Exercise instructions »
Please continue the walkthrough on exporting a Hive ORC table to an Oracle database with Sqoop, picking up from its last line.

------ Excerpt

How to Sqoop Export a Hive ORC table to a Oracle Database?

Hope you must have some idea about Hive ORC tables.  Let’s create a ORC table here and feed some sample data in Hive.  Similarly let’s create a table structure in ORACLE in the meantime.

We are going to use Sqoop-HCatalog Integration here. Just type “sqoop export help” in Bash and see what are all the sqoop parameter commands there for the Sqoop Export related to HCatalog. I got the details as below.

HCatalog arguments:
–hcatalog-database <arg> HCatalog database name
–hcatalog-home <hdir> Override $HCAT_HOME
–hcatalog-table <arg> HCatalog table name
–hive-home <dir> Override $HIVE_HOME
–hive-partition-key <partition-key> Sets the partition key to
use when importing to hive
–hive-partition-value <partition-value> Sets the partition value to
use when importing to hive
–map-column-hive <arg> Override mapping for
specific column to hive
types.

------------
------ Source material

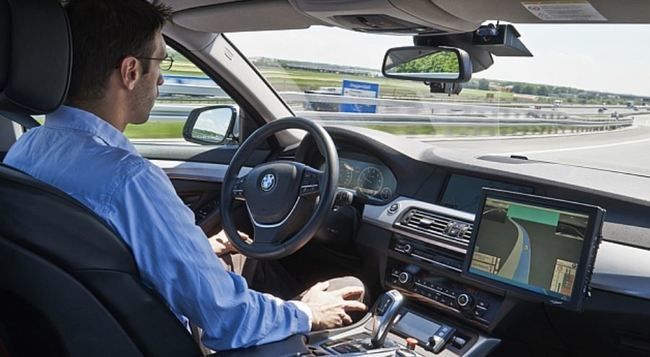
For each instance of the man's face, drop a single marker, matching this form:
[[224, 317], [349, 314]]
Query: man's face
[[146, 90]]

------------

Answer to the task »
Now see the sample code snippets below for a very simple Sqoop Export Process.

Step1:
Create a Hive Table in TXT format. You can create this in any format like Avro, RCfile,etc
create table customers_txt (customer_id string, customer_name string, city string) row format delimited fields terminated by ‘,’ stored as textfile;
OK
Time taken: 0.611 seconds

Step 2:
Create a Hive table in ORC format
create table customers(customer_id string, customer_name string, city string) row format delimited fields terminated by ‘,’ stored as orc;
OK
Time taken: 0.594 seconds

Step 3:
Create some test data here
bash-4.1$vi customer.txt
1 giri nellai
2 giri town
3 giri pheonix
4 parthi glendale
5 ram glendale
6 goutam campbell
:wq!

Step 4:
Load test data to a Txt formatted table
hive> load data local inpath ‘/tmp/customer.txt’ into table customers_txt;
Copying data from file:/tmp/customer.txt
Copying file: file:/tmp/customer.txt
Loading data to table default.customers_txt
Table default.customers_txt stats: [numFiles=1, numRows=0, totalSize=92, rawDataSize=0]
OK
Time taken: 1.301 seconds

Verify the data
hive> select * from customers_txt;
OK
1 giri nellai
2 giri town
3 giri pheonix
4 parthi glendale
5 ram glendale
6 goutam campbell
Time taken: 0.456 seconds, Fetched: 6 row(s)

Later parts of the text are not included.